PROBLEM TO SOLVE → Please rewrite only the part of the data that opens with the line containing "Identify the jacket lapel" and runs through the end of the data, replacing "pin" with "marker" and leaving everything else unchanged.

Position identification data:
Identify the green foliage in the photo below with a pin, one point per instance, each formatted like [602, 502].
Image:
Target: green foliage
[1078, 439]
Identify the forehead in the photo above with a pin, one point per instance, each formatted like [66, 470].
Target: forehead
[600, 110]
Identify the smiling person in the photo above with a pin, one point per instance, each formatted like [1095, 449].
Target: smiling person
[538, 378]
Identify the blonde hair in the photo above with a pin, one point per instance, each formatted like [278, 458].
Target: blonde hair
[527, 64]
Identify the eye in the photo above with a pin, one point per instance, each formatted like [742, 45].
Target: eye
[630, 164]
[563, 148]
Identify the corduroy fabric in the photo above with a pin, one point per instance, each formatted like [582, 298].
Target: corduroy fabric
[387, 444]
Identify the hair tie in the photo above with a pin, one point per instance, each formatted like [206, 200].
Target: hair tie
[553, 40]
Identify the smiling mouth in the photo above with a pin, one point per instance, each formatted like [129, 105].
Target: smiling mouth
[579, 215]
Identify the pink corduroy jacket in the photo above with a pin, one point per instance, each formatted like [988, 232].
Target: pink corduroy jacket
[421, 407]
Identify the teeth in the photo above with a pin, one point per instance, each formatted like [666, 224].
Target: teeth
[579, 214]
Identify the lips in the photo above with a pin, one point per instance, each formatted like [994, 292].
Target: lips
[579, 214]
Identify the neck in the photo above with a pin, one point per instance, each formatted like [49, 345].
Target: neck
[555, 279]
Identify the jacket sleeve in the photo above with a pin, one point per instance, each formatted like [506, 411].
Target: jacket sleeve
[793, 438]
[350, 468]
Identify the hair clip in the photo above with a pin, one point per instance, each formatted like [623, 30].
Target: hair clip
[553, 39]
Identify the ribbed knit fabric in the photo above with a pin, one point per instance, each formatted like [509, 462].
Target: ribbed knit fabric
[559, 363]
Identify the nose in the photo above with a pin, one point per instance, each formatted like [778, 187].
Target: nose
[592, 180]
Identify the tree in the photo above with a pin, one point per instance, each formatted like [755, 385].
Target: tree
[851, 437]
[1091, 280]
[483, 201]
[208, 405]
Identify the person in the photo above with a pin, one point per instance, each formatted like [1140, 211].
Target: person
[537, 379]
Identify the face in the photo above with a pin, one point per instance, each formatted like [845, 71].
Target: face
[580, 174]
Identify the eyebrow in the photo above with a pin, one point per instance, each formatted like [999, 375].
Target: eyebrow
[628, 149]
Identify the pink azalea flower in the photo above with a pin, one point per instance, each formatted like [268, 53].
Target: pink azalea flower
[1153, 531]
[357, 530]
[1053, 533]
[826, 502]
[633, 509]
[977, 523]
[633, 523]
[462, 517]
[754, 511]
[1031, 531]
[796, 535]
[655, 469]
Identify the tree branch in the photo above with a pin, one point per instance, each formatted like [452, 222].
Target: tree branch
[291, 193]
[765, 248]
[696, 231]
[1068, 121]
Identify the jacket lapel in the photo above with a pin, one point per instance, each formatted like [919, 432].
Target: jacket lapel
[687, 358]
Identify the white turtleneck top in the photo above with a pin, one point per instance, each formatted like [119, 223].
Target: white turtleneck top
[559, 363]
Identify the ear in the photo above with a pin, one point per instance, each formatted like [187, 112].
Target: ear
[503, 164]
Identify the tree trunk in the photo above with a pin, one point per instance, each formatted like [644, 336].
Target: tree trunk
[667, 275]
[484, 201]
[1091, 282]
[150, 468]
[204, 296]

SOLUTION TO THIS PROBLEM →
Identify the jacket lapel in the photo above with a marker, one point per instance, each formatted like [919, 432].
Target: jacket lapel
[687, 358]
Identify the white turtleneck top in the photo above with a marker, one point per instance, each formatted like [119, 223].
Target: white turtleneck top
[559, 363]
Identify the ear in the photo above with a marker, one point per instance, each formatted like [187, 112].
Target: ear
[503, 164]
Identify the tree trunk in the photo above with a marker, one point per instance, each formatted like [644, 336].
Target: tree trunk
[667, 275]
[484, 201]
[1091, 282]
[150, 468]
[204, 296]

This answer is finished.